TASK STATEMENT ->
Reproduce the entries below without any change, beginning at the line containing "Return one point per instance of the dark shoe, each" and continuing through the line containing "<point>126,17</point>".

RECORD SET ->

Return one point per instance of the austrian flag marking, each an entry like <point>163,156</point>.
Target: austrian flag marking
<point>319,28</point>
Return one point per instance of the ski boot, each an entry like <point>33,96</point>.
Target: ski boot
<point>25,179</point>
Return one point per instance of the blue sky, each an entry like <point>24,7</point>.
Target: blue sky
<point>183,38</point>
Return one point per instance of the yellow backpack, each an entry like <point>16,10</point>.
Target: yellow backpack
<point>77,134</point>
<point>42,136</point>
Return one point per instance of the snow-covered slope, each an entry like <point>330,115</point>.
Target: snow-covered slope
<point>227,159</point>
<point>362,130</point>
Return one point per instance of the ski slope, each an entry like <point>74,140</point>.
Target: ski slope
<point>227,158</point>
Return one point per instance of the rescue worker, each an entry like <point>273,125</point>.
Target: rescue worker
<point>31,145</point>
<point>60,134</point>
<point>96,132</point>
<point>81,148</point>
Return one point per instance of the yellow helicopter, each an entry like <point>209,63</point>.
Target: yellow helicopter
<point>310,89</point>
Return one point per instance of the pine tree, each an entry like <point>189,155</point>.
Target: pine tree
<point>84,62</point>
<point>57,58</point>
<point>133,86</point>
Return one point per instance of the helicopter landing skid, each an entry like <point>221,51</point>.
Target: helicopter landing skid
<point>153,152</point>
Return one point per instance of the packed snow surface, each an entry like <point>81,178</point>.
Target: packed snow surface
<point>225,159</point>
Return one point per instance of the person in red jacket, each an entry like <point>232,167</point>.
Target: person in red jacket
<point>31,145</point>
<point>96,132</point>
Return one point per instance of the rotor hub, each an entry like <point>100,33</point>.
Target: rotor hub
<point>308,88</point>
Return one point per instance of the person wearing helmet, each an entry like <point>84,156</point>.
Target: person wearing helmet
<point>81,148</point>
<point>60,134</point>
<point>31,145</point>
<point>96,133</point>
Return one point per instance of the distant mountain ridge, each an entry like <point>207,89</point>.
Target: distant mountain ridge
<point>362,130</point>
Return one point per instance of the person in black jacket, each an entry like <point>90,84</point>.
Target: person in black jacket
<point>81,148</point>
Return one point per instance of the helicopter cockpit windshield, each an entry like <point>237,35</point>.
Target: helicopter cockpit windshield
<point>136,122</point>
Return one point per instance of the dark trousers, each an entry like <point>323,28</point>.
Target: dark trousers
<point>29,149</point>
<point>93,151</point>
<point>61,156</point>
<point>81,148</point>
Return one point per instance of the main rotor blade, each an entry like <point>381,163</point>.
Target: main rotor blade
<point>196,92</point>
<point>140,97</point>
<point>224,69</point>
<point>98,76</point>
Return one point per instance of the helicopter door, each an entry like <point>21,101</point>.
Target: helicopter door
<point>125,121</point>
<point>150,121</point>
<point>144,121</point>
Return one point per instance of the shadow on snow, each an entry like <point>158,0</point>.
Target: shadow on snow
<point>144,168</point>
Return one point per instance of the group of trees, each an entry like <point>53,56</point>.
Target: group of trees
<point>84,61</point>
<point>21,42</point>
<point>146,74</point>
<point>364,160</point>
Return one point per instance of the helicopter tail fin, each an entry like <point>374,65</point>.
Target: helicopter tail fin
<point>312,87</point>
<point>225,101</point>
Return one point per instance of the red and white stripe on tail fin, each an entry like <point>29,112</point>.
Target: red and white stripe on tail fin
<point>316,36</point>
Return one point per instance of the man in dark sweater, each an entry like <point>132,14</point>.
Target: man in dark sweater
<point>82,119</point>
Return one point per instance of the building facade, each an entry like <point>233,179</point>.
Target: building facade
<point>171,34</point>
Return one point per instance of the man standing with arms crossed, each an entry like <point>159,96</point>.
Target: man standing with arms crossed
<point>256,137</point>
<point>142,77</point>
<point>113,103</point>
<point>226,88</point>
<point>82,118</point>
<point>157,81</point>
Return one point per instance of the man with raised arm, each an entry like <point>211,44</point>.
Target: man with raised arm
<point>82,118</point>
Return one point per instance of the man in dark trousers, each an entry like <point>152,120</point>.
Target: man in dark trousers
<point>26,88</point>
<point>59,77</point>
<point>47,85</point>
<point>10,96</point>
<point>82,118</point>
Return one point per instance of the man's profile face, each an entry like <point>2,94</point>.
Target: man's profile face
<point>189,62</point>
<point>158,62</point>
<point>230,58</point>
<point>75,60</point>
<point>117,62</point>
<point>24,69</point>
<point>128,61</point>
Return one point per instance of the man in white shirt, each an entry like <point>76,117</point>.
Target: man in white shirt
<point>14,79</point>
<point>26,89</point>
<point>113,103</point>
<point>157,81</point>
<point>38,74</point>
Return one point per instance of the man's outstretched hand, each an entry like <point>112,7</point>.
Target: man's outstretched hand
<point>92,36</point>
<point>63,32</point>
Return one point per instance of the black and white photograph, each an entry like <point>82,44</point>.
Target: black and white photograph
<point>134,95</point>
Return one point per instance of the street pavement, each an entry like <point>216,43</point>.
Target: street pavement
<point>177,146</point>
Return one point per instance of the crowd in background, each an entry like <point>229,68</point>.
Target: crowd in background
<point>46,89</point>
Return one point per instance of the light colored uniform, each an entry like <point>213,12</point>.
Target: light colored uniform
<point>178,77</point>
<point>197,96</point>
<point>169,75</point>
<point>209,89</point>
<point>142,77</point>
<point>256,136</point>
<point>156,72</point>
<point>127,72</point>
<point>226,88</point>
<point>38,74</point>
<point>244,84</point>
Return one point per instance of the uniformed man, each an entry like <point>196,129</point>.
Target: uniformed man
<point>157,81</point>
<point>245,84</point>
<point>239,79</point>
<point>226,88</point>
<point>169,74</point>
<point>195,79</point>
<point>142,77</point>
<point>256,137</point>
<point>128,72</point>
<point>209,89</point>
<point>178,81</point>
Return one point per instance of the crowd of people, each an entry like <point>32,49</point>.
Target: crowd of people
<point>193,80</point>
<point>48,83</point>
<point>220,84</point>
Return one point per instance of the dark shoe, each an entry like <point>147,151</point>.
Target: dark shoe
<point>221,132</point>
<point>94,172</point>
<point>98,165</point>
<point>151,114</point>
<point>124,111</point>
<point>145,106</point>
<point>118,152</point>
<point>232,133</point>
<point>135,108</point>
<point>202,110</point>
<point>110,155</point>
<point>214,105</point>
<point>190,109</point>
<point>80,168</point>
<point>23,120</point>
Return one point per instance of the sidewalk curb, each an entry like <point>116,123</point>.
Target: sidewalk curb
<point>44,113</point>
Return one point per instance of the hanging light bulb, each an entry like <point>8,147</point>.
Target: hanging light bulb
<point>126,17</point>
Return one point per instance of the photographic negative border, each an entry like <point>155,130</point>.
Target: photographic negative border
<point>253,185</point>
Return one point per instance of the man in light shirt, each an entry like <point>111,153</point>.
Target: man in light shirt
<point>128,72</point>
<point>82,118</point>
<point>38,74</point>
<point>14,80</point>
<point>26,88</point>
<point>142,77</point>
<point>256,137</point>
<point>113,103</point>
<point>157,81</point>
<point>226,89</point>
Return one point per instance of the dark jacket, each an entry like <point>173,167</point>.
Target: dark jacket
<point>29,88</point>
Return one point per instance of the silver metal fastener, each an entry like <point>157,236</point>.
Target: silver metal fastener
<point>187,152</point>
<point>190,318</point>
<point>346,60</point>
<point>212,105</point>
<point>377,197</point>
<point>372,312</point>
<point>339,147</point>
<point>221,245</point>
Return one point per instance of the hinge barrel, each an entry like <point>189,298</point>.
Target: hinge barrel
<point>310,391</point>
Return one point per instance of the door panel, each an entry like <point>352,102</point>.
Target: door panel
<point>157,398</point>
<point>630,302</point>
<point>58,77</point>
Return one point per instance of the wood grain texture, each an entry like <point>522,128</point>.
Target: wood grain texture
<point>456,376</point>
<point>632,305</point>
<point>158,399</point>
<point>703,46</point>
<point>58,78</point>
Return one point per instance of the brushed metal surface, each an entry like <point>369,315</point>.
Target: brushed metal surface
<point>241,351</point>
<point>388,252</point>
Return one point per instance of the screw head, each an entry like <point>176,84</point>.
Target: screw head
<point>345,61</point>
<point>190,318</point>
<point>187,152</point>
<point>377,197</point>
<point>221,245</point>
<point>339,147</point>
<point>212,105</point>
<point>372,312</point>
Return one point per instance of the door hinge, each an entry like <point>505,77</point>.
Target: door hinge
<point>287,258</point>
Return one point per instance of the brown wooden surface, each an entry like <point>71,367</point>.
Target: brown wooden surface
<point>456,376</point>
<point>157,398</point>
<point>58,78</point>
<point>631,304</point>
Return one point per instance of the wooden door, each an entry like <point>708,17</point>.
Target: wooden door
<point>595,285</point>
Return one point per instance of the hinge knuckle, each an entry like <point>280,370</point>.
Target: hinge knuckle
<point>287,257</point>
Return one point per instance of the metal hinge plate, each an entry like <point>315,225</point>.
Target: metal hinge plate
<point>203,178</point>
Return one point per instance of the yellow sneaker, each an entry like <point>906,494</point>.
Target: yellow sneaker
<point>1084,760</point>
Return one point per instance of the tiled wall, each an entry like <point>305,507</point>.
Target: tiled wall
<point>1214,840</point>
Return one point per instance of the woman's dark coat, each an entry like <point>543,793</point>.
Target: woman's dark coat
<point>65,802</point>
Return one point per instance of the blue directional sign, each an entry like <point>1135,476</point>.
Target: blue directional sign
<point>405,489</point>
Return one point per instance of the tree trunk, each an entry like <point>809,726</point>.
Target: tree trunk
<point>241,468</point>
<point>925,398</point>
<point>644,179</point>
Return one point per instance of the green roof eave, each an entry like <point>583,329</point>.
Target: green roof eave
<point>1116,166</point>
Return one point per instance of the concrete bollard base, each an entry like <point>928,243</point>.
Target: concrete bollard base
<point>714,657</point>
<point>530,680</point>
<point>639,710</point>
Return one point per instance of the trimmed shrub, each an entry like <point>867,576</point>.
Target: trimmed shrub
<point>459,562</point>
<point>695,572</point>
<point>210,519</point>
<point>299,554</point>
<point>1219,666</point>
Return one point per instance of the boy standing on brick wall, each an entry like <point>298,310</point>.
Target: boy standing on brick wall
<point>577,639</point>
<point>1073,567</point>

CORRECT RESULT ->
Return one point per instance of the dark shoe, each an entry like <point>147,151</point>.
Target: dark shoe
<point>221,132</point>
<point>94,172</point>
<point>98,165</point>
<point>151,114</point>
<point>124,111</point>
<point>145,106</point>
<point>118,152</point>
<point>232,133</point>
<point>135,108</point>
<point>202,110</point>
<point>110,155</point>
<point>214,105</point>
<point>190,109</point>
<point>80,168</point>
<point>23,120</point>
Return one point per instance of the sidewalk curb, each an entry like <point>116,123</point>.
Target: sidewalk curb
<point>44,113</point>
Return one point per instance of the hanging light bulb, each an entry like <point>8,147</point>.
Target: hanging light bulb
<point>126,17</point>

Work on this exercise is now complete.